- [Texto para leitura]
--*--

Por Caio César | 31/05/2018 | 12 min.
Índice
Introdução
Recentemente recebemos os seguintes comentários na nossa página no Facebook, devidamente indicados com setas vermelhas, após questionarmos quão ineficiente é o automóvel ao ocupar o espaço no sistema viário, ou seja, nas nossas ruas e avenidas:
A ideia de que um carro é obrigatório para viajar e fazer compras não é nova. Durante a implantação das faixas exclusivas de ônibus na gestão do ex-prefeito Fernando Haddad, eram recorrentes as manifestações de comerciantes, que se manifestavam contra as faixas exclusivas e, portanto, contra o aumento da qualidade de vida do passageiro do transporte público em detrimento da racionalização do espaço que, ao ser privatizado em prol de uma minoria, supostamente garante a maior movimentação do comércio varejista de rua. Basicamente os comerciantes faziam parecer que pedestres e ciclistas não compram.
Era uma postura contraditória, tanto pelo resultado positivo que se observou posteriormente com a Paulista Aberta, como pelas reclamações em São Miguel Paulista após o fechamento do edifício original da estação da CPTM, fronteiriço a uma das ruas que compõem o calçadão. Anos se passaram, as faixas exclusivas em sua maioria não foram retiradas e o comércio segue funcionando, a despeito de toda a grita que houve inicialmente.
A partir da experiência descrita acima, propomos aqui destacar que sim, há facilidades quando o transporte coletivo está envolvido nas compras e nas viagens.
Terminais rodoviários e aeroportuários
Com a inauguração da Linha 13-Jade da Companhia Paulista de Trens Metropolitanos, a malha de trilhos passou a permitir acesso a mais uma rodoviária, no caso, uma das rodoviárias mais subutilizadas da Grande São Paulo, localizada no Parque Cecap, em Guarulhos, sendo assim, estão integrados ao sistema de trilhos: três terminais rodoviários na capital e cinco terminais rodoviários em cidades vizinhas, que também compõem a metrópole. Não surpreendentemente o anúncio a seguir, feito pela Viação Sampaio, destaca a conexão com a Estação Estudantes da CPTM em Mogi das Cruzes:
Para ganhar tempo, hoje o viajante também dispõe de plataformas como o Clickbus, disponível via web e aplicativo para Android e iOS, permitindo a simulação de viagens e a compra de passagens.
Vale salientar que nas rodoviárias da capital, a integração entre o sistema de trilhos e os terminais é bastante sinérgica, garantindo que mesmo intempéries severas não prejudiquem o acesso, já em cidades como Santo André, a passarela suspensa do terminal rodoviário funciona como cobertura para quem sai da Estação Prefeito Saladino.

--*--

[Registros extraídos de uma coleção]
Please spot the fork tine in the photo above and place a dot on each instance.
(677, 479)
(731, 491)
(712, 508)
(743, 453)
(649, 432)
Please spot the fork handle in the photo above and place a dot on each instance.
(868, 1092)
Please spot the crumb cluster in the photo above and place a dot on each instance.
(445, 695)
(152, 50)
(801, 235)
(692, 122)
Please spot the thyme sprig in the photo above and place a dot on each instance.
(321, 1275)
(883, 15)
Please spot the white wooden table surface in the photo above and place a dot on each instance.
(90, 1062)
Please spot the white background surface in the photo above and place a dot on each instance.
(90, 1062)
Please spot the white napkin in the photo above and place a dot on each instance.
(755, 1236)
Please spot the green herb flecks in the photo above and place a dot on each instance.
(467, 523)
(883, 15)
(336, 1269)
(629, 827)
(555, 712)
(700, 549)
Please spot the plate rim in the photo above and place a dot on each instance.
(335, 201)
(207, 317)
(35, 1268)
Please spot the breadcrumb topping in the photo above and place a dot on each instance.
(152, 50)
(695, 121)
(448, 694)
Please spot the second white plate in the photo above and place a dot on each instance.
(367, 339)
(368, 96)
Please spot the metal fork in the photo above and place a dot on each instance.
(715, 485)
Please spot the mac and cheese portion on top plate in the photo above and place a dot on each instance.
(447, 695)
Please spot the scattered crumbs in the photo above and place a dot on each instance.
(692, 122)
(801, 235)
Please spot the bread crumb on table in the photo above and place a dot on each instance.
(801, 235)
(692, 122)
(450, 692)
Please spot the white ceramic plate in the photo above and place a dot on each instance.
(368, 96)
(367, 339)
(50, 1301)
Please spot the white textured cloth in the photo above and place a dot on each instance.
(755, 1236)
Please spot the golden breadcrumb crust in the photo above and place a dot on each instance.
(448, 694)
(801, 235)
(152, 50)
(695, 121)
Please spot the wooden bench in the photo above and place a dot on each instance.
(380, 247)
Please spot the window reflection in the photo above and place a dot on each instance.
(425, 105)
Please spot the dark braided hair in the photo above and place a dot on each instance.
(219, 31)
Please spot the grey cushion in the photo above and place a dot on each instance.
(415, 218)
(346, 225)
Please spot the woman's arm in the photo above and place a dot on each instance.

--*--

- [O que fazer] Indique se cada afirmação concorda com o texto sobre transporte coletivo, compras e viagens, respondendo sim ou não e citando entre aspas as palavras do texto que decidem. (a) Com a Linha 13-Jade, os trilhos passaram a dar acesso à rodoviária do Parque Cecap, em Guarulhos. (b) Cinco terminais rodoviários da capital estão integrados ao sistema de trilhos. (c) A maior parte das faixas exclusivas de ônibus acabou sendo retirada.

- [Resposta]
(a) Sim: "localizada no Parque Cecap, em Guarulhos".
(b) Não: "três terminais rodoviários na capital e cinco terminais rodoviários em cidades vizinhas".
(c) Não: "as faixas exclusivas em sua maioria não foram retiradas".